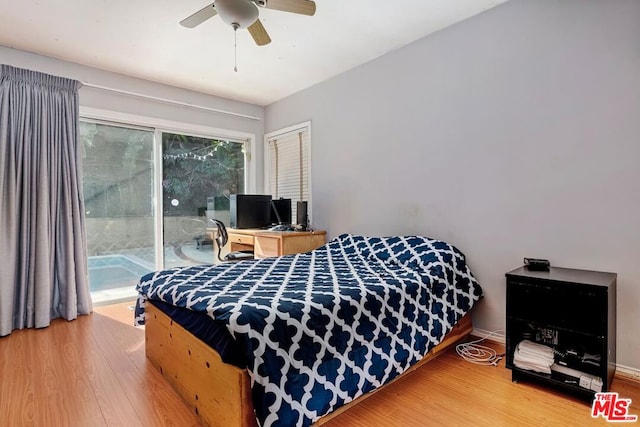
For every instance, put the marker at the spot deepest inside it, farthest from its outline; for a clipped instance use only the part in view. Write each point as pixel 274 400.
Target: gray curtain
pixel 43 264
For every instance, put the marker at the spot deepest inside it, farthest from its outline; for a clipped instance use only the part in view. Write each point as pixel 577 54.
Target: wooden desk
pixel 266 243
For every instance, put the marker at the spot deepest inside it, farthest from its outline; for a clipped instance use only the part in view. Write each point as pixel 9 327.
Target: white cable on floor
pixel 479 354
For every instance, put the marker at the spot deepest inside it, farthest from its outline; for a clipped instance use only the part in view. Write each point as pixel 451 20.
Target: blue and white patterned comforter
pixel 324 327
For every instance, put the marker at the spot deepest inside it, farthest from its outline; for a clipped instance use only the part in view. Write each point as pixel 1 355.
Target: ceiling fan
pixel 244 14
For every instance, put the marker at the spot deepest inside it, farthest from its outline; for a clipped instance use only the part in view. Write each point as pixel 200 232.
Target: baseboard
pixel 622 371
pixel 628 373
pixel 493 336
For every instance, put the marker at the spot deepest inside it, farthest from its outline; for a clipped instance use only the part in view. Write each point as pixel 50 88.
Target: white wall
pixel 514 133
pixel 104 100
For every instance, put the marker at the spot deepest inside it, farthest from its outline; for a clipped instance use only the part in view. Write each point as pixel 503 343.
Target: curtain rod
pixel 169 101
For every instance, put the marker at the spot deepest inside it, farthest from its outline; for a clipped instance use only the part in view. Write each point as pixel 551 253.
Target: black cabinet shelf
pixel 572 312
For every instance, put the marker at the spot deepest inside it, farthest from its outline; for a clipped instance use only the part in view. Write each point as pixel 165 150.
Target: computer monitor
pixel 281 211
pixel 250 210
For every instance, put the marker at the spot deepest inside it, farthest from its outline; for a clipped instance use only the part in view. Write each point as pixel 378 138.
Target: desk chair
pixel 222 238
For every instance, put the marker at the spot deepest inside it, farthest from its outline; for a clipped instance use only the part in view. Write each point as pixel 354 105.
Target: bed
pixel 292 340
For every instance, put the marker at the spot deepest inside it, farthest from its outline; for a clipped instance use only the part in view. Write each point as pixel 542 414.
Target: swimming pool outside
pixel 114 277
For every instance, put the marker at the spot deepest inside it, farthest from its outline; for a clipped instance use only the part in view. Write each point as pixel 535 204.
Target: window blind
pixel 289 160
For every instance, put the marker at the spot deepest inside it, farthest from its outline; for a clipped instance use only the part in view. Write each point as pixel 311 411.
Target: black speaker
pixel 301 215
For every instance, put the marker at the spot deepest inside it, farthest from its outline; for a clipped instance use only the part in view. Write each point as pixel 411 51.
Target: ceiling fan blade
pixel 258 33
pixel 303 7
pixel 199 17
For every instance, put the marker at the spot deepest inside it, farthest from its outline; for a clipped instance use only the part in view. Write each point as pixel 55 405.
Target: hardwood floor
pixel 93 372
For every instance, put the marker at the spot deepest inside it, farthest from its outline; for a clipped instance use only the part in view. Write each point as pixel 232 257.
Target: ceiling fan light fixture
pixel 237 13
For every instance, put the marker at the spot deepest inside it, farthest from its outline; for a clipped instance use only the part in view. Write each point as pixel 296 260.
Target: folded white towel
pixel 533 357
pixel 528 347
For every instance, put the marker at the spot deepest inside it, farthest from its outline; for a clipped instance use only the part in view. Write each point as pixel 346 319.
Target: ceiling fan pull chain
pixel 235 49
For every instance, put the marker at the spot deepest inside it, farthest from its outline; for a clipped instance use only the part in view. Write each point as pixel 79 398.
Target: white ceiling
pixel 142 38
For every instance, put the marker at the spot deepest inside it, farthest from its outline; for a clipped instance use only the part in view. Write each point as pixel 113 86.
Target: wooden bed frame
pixel 219 393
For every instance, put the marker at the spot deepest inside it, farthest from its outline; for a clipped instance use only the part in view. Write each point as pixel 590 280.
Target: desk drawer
pixel 241 238
pixel 267 247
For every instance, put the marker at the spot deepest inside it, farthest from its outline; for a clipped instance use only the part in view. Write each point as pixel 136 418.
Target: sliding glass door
pixel 149 197
pixel 118 193
pixel 198 175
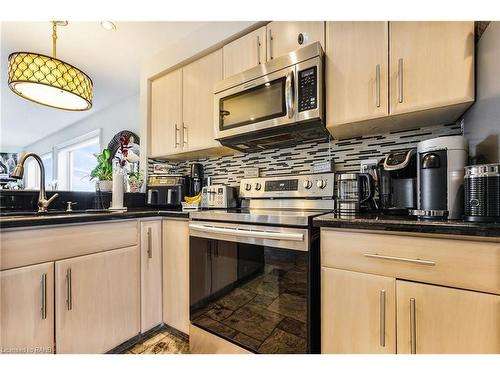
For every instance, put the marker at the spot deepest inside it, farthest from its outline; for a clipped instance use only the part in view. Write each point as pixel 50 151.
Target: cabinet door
pixel 176 274
pixel 245 53
pixel 27 309
pixel 356 71
pixel 357 312
pixel 166 114
pixel 97 301
pixel 431 65
pixel 199 79
pixel 151 263
pixel 434 319
pixel 287 36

__Exercise goal__: Lay out the records as a numbered list, starting with the line that contains "pixel 55 405." and going on through the line that contains "pixel 235 49", with both of those lines included and any blank lines left out.

__Exercise output__:
1. For every instance, put the marker at the spot deepest inside it, farthest from its outline; for a clipped instance use only the part in view. Write each point as pixel 55 405.
2. Target: hardwood floor
3. pixel 93 372
4. For every instance, put the marker at the spot deepest inside it, farthest from its outline; for a clipped instance use only the part in view. Write each point as pixel 232 257.
5. Target: ceiling fan light fixture
6. pixel 237 13
7. For every instance, put the marker at the spot deepest inside it, farthest from its outline; for a clipped instance use only the part in view. Write each point as pixel 296 260.
8. Target: folded white towel
9. pixel 533 357
10. pixel 528 347
11. For every instance, put the marker at the spot deepest inside it, farthest from its outline; for a clipped instance use only the part in view. Write each point as pixel 346 319.
12. Target: ceiling fan pull chain
13. pixel 235 49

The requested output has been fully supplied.